What you will do:
Both ends included, set down the lines from the line containing "Task: check that each instance of the man in blue" through the last line of the records below, without pictures.

++++++++

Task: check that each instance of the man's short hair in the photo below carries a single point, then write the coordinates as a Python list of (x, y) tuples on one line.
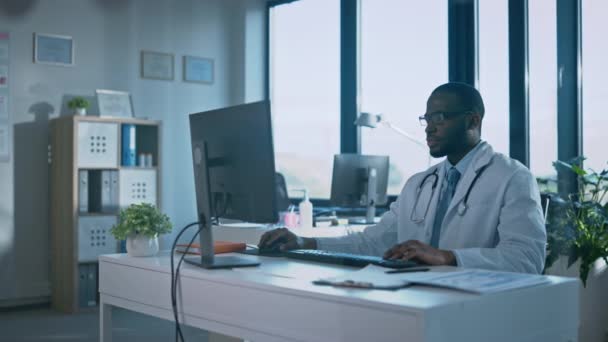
[(470, 97)]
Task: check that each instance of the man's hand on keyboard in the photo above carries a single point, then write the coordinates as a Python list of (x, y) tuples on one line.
[(418, 251), (282, 239)]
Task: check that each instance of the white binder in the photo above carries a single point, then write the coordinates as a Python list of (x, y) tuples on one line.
[(83, 191)]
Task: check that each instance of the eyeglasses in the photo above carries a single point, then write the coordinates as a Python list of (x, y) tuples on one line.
[(439, 118)]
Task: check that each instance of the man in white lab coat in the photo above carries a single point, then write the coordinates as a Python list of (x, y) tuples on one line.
[(476, 209)]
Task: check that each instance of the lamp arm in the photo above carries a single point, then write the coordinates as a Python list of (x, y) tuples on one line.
[(403, 133)]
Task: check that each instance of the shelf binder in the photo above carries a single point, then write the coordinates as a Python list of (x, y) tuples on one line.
[(128, 145)]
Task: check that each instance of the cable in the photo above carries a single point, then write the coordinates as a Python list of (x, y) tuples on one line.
[(175, 274), (174, 277)]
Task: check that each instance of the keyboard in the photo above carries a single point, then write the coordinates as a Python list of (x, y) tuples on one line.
[(346, 259)]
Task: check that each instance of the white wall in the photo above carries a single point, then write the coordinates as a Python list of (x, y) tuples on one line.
[(108, 36)]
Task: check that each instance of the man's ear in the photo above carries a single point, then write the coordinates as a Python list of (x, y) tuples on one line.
[(474, 121)]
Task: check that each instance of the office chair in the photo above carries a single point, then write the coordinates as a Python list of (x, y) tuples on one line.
[(282, 197)]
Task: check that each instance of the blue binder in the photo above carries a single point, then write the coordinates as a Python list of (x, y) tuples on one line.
[(128, 151)]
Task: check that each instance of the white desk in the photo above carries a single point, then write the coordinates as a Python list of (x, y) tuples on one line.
[(277, 302)]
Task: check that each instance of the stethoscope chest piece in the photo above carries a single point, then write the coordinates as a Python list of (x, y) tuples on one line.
[(462, 208)]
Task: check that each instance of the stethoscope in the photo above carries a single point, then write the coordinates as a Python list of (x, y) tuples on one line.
[(462, 207)]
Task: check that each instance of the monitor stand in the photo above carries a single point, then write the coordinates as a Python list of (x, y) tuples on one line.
[(210, 260), (369, 200)]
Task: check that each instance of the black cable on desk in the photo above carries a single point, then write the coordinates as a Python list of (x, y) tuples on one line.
[(175, 275)]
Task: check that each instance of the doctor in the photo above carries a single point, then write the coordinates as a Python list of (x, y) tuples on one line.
[(476, 209)]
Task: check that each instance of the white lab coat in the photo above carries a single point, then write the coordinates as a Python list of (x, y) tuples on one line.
[(502, 229)]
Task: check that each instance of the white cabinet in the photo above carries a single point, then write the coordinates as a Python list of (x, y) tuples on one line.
[(88, 187), (97, 145)]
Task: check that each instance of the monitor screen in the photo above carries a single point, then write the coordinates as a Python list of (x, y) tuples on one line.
[(349, 179), (234, 146)]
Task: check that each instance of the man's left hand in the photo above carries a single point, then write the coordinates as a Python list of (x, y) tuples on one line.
[(416, 250)]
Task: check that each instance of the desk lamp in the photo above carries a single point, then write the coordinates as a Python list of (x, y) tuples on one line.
[(372, 121)]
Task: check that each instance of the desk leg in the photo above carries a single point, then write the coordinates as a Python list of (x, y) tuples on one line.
[(105, 322), (215, 337)]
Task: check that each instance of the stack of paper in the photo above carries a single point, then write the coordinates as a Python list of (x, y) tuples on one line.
[(470, 280)]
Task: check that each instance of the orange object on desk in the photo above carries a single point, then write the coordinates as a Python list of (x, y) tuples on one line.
[(219, 247)]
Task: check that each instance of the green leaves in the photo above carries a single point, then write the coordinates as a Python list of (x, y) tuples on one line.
[(577, 225), (143, 219)]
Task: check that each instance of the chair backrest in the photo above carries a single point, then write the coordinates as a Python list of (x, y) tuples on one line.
[(281, 193), (545, 200)]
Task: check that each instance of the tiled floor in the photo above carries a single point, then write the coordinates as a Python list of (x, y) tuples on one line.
[(43, 324)]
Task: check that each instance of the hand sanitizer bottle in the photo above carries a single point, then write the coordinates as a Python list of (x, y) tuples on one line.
[(305, 208)]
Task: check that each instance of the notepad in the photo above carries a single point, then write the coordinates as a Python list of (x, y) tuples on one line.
[(219, 247), (469, 280)]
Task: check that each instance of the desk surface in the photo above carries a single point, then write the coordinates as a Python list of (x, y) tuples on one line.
[(277, 301)]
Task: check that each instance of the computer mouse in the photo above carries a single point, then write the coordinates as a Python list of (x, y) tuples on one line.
[(273, 250)]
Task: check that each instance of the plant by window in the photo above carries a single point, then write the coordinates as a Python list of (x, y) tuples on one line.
[(577, 226), (144, 219), (78, 102)]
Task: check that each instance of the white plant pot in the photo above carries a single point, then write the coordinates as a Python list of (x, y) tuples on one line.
[(141, 245)]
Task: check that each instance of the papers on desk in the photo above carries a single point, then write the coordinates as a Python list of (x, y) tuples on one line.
[(469, 280)]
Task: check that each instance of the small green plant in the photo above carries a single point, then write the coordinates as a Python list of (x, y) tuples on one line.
[(78, 102), (144, 219), (577, 226)]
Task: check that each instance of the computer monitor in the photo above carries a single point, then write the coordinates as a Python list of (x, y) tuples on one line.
[(360, 181), (234, 171)]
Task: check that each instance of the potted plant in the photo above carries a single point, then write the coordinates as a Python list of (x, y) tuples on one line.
[(79, 105), (140, 225), (577, 224)]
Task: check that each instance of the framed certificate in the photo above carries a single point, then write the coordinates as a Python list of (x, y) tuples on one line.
[(53, 49), (114, 103), (198, 69), (157, 65)]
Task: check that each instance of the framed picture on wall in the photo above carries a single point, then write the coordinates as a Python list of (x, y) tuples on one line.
[(53, 49), (114, 103), (157, 65), (198, 69)]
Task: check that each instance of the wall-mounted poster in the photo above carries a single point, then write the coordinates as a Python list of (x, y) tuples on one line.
[(157, 65), (114, 103), (53, 49), (198, 69)]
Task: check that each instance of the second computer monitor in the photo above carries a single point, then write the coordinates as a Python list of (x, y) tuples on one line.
[(350, 180)]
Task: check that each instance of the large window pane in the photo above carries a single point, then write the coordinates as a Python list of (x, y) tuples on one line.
[(595, 74), (305, 92), (404, 56), (494, 72), (542, 49)]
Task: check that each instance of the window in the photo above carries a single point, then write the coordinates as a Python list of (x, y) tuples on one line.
[(595, 74), (305, 92), (542, 55), (494, 72), (404, 56)]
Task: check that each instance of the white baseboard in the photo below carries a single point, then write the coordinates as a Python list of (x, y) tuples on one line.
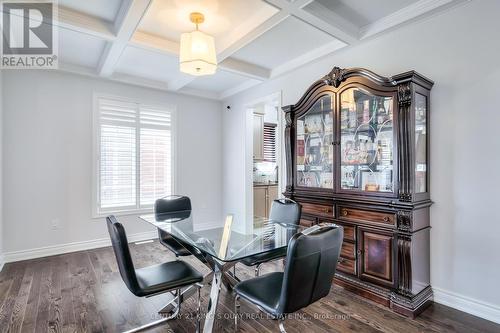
[(2, 261), (466, 304), (71, 247)]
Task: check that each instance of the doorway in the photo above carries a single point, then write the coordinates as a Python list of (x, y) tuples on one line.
[(266, 150)]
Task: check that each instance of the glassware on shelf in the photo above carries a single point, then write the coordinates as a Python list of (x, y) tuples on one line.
[(420, 143), (314, 150), (366, 141)]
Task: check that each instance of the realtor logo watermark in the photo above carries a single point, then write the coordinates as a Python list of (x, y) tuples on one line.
[(29, 37)]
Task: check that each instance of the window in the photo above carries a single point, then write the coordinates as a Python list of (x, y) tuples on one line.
[(270, 142), (133, 147)]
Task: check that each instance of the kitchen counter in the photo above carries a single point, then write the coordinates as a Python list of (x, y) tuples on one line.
[(266, 184)]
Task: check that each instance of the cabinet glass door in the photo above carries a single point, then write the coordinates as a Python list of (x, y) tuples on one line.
[(314, 154), (366, 141), (420, 143)]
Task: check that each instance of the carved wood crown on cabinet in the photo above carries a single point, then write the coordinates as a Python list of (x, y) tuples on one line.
[(357, 154)]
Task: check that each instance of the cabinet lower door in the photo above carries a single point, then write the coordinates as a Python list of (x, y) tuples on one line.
[(376, 256), (260, 201)]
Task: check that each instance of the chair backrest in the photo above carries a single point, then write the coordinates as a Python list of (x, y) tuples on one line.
[(285, 211), (310, 267), (122, 253), (172, 203)]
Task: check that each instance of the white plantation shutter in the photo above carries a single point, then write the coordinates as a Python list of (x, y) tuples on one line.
[(155, 155), (135, 155)]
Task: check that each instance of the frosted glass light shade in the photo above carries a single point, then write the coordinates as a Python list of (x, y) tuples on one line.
[(197, 54)]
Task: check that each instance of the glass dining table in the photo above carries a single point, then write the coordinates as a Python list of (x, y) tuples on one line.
[(222, 247)]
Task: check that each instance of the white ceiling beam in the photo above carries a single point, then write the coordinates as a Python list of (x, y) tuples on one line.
[(244, 36), (79, 22), (328, 22), (244, 68), (128, 19), (181, 81), (239, 88), (76, 21), (419, 9), (154, 43), (133, 80), (307, 58)]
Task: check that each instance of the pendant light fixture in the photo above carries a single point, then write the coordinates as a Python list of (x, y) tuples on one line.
[(197, 54)]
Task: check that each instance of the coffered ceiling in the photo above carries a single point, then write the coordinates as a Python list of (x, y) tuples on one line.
[(137, 41)]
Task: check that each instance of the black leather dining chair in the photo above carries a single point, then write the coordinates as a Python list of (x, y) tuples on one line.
[(167, 205), (308, 276), (153, 280), (282, 210)]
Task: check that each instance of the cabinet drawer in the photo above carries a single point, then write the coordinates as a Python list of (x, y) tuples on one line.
[(305, 222), (348, 251), (361, 215), (347, 266), (349, 232), (320, 210)]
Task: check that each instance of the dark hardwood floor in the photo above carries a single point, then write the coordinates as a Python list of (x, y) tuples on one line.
[(83, 292)]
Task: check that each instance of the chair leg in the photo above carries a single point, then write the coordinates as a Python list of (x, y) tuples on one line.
[(282, 327), (162, 320), (257, 269), (236, 312), (198, 310)]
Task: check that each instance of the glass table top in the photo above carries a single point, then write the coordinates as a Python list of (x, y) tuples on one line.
[(225, 243)]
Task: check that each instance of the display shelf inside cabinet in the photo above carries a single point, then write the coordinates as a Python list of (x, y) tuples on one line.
[(357, 154)]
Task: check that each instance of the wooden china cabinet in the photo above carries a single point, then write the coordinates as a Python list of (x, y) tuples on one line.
[(357, 154)]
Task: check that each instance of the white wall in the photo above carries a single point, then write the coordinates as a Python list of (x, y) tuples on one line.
[(1, 171), (48, 157), (459, 50)]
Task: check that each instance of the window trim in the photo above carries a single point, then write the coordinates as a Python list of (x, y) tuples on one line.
[(97, 212)]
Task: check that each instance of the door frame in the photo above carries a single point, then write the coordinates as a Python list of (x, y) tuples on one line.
[(280, 154)]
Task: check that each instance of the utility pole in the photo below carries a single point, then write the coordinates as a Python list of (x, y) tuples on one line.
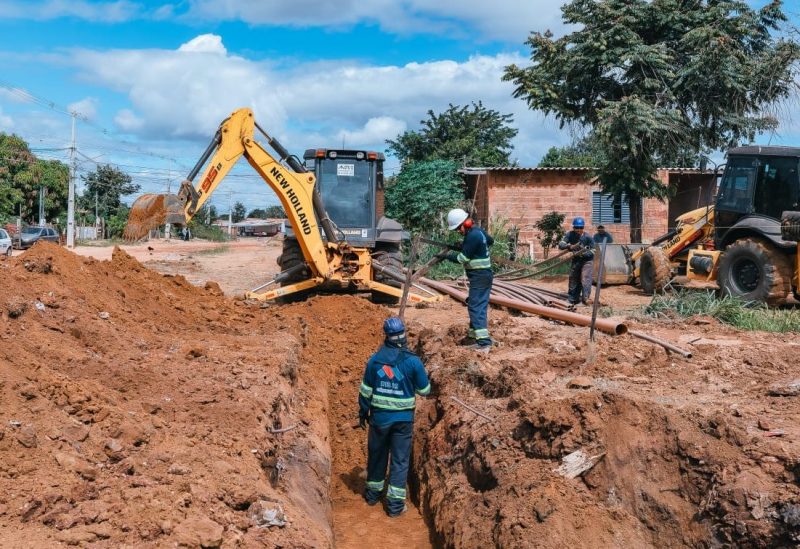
[(41, 206), (230, 213), (168, 226), (71, 199)]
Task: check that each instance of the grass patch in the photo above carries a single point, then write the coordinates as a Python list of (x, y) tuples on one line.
[(729, 310), (216, 250)]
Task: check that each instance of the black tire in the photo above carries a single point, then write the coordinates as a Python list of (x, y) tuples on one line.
[(388, 255), (790, 226), (291, 256), (755, 271), (655, 270)]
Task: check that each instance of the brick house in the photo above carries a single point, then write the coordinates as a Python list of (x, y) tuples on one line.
[(523, 195)]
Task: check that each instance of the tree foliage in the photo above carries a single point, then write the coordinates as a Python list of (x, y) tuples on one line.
[(104, 189), (551, 231), (421, 192), (660, 80), (474, 136), (239, 212), (580, 154), (21, 177)]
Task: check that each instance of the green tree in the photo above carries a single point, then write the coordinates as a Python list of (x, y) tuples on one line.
[(106, 186), (421, 192), (551, 231), (22, 175), (239, 212), (660, 80), (474, 136)]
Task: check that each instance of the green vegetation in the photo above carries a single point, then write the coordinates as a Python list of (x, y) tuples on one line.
[(660, 82), (551, 231), (730, 310), (422, 193), (471, 137), (21, 177), (216, 250)]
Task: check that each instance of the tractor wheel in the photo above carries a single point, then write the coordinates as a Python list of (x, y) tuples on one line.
[(388, 256), (291, 256), (755, 271), (655, 270)]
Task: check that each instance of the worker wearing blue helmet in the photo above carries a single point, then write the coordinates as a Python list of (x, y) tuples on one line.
[(580, 273), (386, 400)]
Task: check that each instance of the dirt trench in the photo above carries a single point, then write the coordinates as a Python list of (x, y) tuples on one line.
[(336, 348)]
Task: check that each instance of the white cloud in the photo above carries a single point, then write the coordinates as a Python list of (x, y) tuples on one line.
[(106, 12), (376, 130), (6, 122), (205, 43), (188, 91), (506, 20), (86, 107)]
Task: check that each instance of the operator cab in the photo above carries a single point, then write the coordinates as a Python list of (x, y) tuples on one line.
[(758, 185), (350, 183)]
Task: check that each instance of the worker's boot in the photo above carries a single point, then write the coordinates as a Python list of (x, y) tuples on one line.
[(400, 512)]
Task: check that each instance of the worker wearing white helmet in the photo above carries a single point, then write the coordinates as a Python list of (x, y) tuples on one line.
[(474, 256)]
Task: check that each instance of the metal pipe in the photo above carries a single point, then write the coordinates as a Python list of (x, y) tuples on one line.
[(606, 325), (667, 345)]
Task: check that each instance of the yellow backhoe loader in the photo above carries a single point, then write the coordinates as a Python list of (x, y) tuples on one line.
[(747, 243), (328, 261)]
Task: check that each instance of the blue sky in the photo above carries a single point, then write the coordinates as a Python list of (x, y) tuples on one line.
[(152, 80)]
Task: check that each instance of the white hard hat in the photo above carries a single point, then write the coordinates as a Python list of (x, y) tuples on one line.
[(455, 218)]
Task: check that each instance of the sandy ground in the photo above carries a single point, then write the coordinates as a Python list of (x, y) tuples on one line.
[(147, 410)]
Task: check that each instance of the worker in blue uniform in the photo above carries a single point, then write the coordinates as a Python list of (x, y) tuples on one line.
[(386, 399), (581, 270), (474, 256)]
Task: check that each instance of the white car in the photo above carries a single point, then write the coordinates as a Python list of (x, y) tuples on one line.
[(5, 243)]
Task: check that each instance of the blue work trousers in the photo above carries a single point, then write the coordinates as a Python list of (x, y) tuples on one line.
[(580, 281), (383, 441), (480, 286)]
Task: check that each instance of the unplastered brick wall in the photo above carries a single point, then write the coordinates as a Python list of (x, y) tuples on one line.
[(524, 196)]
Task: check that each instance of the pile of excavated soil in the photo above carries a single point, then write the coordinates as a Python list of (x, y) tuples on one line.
[(137, 409), (699, 453)]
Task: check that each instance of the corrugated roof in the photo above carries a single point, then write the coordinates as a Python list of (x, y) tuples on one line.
[(483, 170)]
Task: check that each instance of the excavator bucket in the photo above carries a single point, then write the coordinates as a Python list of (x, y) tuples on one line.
[(618, 266), (150, 211)]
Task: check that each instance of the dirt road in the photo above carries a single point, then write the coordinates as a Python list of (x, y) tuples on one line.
[(147, 410)]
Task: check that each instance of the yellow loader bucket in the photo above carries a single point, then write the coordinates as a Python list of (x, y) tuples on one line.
[(150, 211)]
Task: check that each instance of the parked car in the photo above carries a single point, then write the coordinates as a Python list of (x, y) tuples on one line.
[(5, 242), (30, 235)]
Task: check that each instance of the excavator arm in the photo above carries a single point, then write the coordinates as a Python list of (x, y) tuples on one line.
[(295, 189)]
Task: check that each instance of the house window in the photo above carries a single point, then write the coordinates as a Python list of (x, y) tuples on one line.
[(608, 209)]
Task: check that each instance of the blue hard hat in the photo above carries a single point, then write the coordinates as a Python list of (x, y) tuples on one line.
[(393, 326)]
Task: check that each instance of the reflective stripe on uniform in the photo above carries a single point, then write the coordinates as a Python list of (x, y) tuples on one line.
[(389, 403), (396, 493), (481, 263)]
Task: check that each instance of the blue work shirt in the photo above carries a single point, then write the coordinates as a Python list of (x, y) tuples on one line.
[(392, 379), (585, 241), (474, 250), (598, 238)]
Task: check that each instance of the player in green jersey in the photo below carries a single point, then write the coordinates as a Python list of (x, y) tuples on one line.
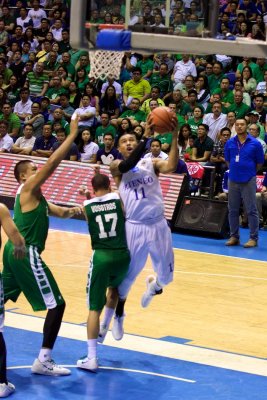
[(7, 388), (110, 259), (31, 275)]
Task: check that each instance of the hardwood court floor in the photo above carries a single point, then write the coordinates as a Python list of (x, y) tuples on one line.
[(215, 301)]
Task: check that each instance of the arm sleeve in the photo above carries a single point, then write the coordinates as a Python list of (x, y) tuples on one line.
[(131, 162)]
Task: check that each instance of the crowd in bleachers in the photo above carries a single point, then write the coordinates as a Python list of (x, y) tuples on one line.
[(44, 82)]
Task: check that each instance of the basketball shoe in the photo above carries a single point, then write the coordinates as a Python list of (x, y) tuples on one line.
[(48, 367), (102, 333), (152, 289), (91, 364), (6, 389), (117, 329)]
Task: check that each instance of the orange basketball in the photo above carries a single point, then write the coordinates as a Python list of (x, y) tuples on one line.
[(161, 118)]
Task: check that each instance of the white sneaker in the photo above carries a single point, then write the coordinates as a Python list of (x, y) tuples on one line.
[(102, 333), (117, 329), (6, 389), (91, 364), (151, 284), (49, 367)]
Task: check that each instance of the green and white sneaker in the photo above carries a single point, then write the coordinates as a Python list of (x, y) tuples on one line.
[(6, 389), (49, 367)]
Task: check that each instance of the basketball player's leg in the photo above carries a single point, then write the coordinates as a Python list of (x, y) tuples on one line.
[(6, 388), (104, 272), (161, 253), (36, 281), (137, 236)]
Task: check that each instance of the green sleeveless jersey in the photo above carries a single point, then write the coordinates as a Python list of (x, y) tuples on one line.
[(106, 222), (33, 225)]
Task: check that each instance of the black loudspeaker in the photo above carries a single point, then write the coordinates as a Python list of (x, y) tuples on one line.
[(203, 217)]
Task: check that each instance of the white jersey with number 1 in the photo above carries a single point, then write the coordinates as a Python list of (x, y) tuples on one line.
[(141, 194)]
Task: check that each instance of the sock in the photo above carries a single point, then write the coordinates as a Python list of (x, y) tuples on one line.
[(91, 343), (120, 308), (158, 286), (107, 316), (44, 355)]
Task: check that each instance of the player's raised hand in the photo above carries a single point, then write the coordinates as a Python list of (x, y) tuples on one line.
[(74, 124), (174, 124)]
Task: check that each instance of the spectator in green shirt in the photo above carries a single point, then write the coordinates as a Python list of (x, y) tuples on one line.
[(216, 77), (247, 62), (165, 140), (155, 95), (195, 121), (146, 65), (55, 90), (105, 127), (240, 108), (162, 79), (134, 113), (227, 96), (65, 62)]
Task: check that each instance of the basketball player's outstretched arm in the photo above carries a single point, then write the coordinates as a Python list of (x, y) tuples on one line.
[(12, 232), (36, 181)]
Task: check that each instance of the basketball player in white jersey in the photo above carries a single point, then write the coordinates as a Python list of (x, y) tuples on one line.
[(147, 230)]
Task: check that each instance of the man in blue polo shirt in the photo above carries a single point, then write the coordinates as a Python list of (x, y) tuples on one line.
[(244, 156)]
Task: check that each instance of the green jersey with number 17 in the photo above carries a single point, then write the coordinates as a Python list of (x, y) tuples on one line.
[(106, 222)]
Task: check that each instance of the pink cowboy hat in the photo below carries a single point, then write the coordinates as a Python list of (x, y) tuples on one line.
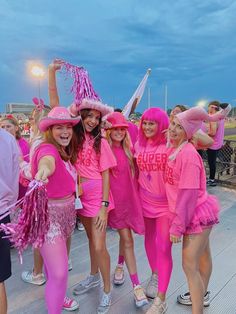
[(96, 105), (117, 120), (58, 115)]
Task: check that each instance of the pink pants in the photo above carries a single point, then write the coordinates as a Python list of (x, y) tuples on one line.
[(158, 249)]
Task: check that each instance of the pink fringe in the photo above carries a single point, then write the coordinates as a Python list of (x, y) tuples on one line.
[(82, 86), (30, 223)]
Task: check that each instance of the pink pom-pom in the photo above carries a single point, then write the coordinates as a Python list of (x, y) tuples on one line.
[(31, 223), (82, 86)]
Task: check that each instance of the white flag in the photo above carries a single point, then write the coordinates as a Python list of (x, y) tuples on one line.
[(135, 99)]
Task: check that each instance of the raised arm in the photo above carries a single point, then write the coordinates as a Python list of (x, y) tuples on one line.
[(52, 83)]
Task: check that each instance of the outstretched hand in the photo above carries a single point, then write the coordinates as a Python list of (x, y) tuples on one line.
[(101, 219)]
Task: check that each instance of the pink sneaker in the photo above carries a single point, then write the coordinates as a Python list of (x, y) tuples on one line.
[(70, 304)]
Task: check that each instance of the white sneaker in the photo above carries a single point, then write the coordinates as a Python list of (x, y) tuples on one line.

++++++++

The completed task:
Task: check that each instance of the man in blue polo shirt in the photo above carries a single point, then write the coordinates as a Python list of (x, y) tuples on one line.
[(244, 156)]
Task: check that each instance of the green jersey with number 17 in the photo above carries a single point, then write the coordinates as a Python list of (x, y) tuples on one line.
[(106, 222)]
Task: check that each instance of the pink cowboy hat in the photo below carries a single point, then write the coordinates as a Python list of (x, y) tuples on one line.
[(96, 105), (117, 120), (58, 115)]
Task: check that each instance of the pink pants in the photo above carries a single point, then write the coordinates as a Python list of (x, y) tuples on one line.
[(158, 249)]
Task: check that each instance of the pink fringe in the photo above carries a single point, then write the coordinates as a Python list of (x, y) tuples on one line.
[(82, 86), (30, 223)]
Task: check that each instance of the pink pom-pom in the photo above carries a single point, then write the coordinates as a Python list of (x, y) tuples on one line.
[(31, 223), (82, 86)]
Task: check that each instance of the white flag in the photo above carries a single point, then write the coordinates as a Python list of (x, y) tuples on one line.
[(135, 99)]
Task: check that each instance of the raised arm in the photo above carries a single point, then write the coordinates as a Python list of (x, y) tuples on one line.
[(52, 83)]
Task: check that each instance of the outstretched hand in the photo above carries a single point, then write the coordinates as a Python list of (x, y) tuples on one line.
[(101, 219)]
Task: check that each instance of the pink sneaker in the photo above carries a single point, then write the coordinates as a Python list of (x, y) tuples on one line.
[(70, 304)]
Task: check that each instance of the white sneaker in the photo above carries a single point, then write the coordinates as a Python list of (x, y) tuples on one line.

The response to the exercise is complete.